[[ Records provided open ]]
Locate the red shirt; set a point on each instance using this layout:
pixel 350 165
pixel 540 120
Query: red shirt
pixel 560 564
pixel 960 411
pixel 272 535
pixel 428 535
[[ Records provided closed ]]
**Problem details**
Your job is to give the data above again exactly, in full.

**Response to the task**
Locate the red shirt; set a point on each instance using this layout:
pixel 350 165
pixel 540 120
Query: red shirt
pixel 560 564
pixel 960 411
pixel 272 535
pixel 428 535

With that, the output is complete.